▸ Teks Bacaan
>>>>
Selanjutnya, kata Cakraningrat, surat kekancingan tersebut akan diserahkan kepada Tepas Hageng Keraton Ngayogyakarta Hadiningrat. Dengan pengembalian kekancingan itu, maka gelar serta hak Kardi sebagai abdi dalem keraton dihapus. Penjelasan Sultan Sri Sultan Hamengku Buwono X menjelaskan pergantian gelar yang disandangnya, yang sebelumnya tercakup dalam isi sabda raja yang dikeluarkan pada 30 April 2015.
Sultan yang mengenakan kemeja batik duduk bersila didampingi istri, GKR Hemas, menjelaskan ihwal pergantian gelar yang disandangnya di hadapan masyarakat dari berbagai daerah, di Dalem Wironegaran, Yogyakarta, yang merupakan kediaman putri pertamanya, GKR Mangkubumi, Jumat (8/5).
Sultan mengatakan, sejak sabda raja tersebut dikeluarkan, gelar yang disandangnya berubah menjadi 'Ngarsa Dalem Sampeyan Dalem Ingkang Sinuwun Sri Sultan Hamengku Bawono Ingkang Jumeneng Kasepuluh Suryaning Mataram Senapati Ing Ngalaga Langgeng Ing Bawono Langgeng, Langgeng Ing Toto Panoto Gomo'.
Gelar itu mengubah gelar sebelumnya yakni 'Ngarsa Dalem Sampeyan Dalem Ingkang Sinuwun Kanjeng Sultan Hamengku Buwono Senapati Ing Ngalaga Ngabdurrakhman Sayidin Panatagama Khalifatullah Ingkang Jumeneng Kaping Sedasa Ing Ngayogyakarta Hadiningrat'.
Menurut Sultan, pergantian nama tersebut merupakan dawuh atau perintah dari Allah SWT melalui leluluhurnya. Dengan demikian tidak bisa dibantah, dan hanya bisa menjalankan saja.
"Dawuh itu mendadak. Ini kewenangan Gusti Allah, dan tidak boleh dibantah," katanya.
Mengenai gelar Buwono menjadi Bawono, Sultan menjelaskan Buwono memiliki arti jagad kecil, sementara Bawono memiliki arti jagad besar.
"Kalau disebut Buwono daerah, ya Bawono berarti nasional. Kalau Buwono disebut nasional, Bawono berarti internasional," kata dia.
Selanjutnya, perubahan "kaping sedoso" menjadi "kasepuluh", adalah untuk menunjukkan urutan. Sebab "kaping" memiliki arti hitungan tambahan, bukan "lir gumanti" (urutan). "Seperti "kapisan" (pertama), "kapindo" (kedua), "katelu" (ketiga) dan seterusnya. Jadi tidak bisa "kaping sedoso" karena dasarnya "lir gumanti", ujar Sultan.
<<<<
Tulis ulang kata demi kata bagian teks tentang pergantian gelar Sultan, mulai dari "Gelar itu mengubah" dan berlanjut hingga "bisa menjalankan saja.". Baris-baris berikut tidak diperlukan.

Entri set data
>>>>
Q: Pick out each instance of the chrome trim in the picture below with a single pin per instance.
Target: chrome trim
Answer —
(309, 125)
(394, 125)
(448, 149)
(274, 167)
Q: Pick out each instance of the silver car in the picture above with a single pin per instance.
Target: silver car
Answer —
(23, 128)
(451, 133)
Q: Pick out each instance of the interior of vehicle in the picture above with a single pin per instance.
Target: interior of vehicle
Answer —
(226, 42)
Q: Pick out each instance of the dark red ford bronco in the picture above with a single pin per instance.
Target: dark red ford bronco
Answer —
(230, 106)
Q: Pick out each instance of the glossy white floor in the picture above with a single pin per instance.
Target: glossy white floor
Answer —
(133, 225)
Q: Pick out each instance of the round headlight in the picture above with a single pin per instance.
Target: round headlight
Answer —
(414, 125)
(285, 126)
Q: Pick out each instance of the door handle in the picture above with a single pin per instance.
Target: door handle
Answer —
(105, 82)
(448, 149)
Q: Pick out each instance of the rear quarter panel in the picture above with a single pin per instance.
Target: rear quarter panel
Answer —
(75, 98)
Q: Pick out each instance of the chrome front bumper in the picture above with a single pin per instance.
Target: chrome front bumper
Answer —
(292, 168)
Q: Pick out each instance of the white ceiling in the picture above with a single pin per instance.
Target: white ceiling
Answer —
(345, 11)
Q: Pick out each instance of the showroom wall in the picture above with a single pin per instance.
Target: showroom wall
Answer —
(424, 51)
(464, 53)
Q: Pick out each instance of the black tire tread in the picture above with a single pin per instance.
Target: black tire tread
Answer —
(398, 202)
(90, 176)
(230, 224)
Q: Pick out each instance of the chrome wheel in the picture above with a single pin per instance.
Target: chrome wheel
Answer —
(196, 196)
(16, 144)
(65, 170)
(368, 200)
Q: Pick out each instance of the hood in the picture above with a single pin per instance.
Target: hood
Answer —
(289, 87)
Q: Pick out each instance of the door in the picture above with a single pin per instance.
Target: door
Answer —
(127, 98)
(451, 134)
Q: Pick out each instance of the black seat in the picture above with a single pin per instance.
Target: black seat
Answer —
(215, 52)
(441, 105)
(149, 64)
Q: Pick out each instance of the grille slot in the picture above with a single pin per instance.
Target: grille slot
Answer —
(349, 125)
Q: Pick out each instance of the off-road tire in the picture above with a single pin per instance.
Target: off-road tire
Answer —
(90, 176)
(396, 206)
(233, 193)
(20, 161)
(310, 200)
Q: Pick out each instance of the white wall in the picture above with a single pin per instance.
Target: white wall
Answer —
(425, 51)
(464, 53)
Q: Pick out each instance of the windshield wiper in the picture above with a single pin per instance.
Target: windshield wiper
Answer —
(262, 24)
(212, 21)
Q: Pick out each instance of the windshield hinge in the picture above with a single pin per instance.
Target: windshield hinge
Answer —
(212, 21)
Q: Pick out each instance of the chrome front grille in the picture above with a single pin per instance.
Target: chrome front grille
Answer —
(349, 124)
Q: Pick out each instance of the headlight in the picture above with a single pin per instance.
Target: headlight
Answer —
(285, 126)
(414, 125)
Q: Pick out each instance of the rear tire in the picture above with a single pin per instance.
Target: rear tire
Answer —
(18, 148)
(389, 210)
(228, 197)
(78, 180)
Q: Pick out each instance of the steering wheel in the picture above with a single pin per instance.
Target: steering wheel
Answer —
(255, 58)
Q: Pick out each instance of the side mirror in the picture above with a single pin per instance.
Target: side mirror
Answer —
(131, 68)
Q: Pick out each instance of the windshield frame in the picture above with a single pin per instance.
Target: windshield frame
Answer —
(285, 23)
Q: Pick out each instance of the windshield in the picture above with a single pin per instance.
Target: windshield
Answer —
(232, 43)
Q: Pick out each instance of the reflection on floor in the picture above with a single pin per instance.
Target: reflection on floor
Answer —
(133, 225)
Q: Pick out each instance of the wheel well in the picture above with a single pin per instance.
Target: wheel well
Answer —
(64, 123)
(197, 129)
<<<<
▸ Jawaban Akhir
Gelar itu mengubah gelar sebelumnya yakni 'Ngarsa Dalem Sampeyan Dalem Ingkang Sinuwun Kanjeng Sultan Hamengku Buwono Senapati Ing Ngalaga Ngabdurrakhman Sayidin Panatagama Khalifatullah Ingkang Jumeneng Kaping Sedasa Ing Ngayogyakarta Hadiningrat'.
Menurut Sultan, pergantian nama tersebut merupakan dawuh atau perintah dari Allah SWT melalui leluluhurnya. Dengan demikian tidak bisa dibantah, dan hanya bisa menjalankan saja.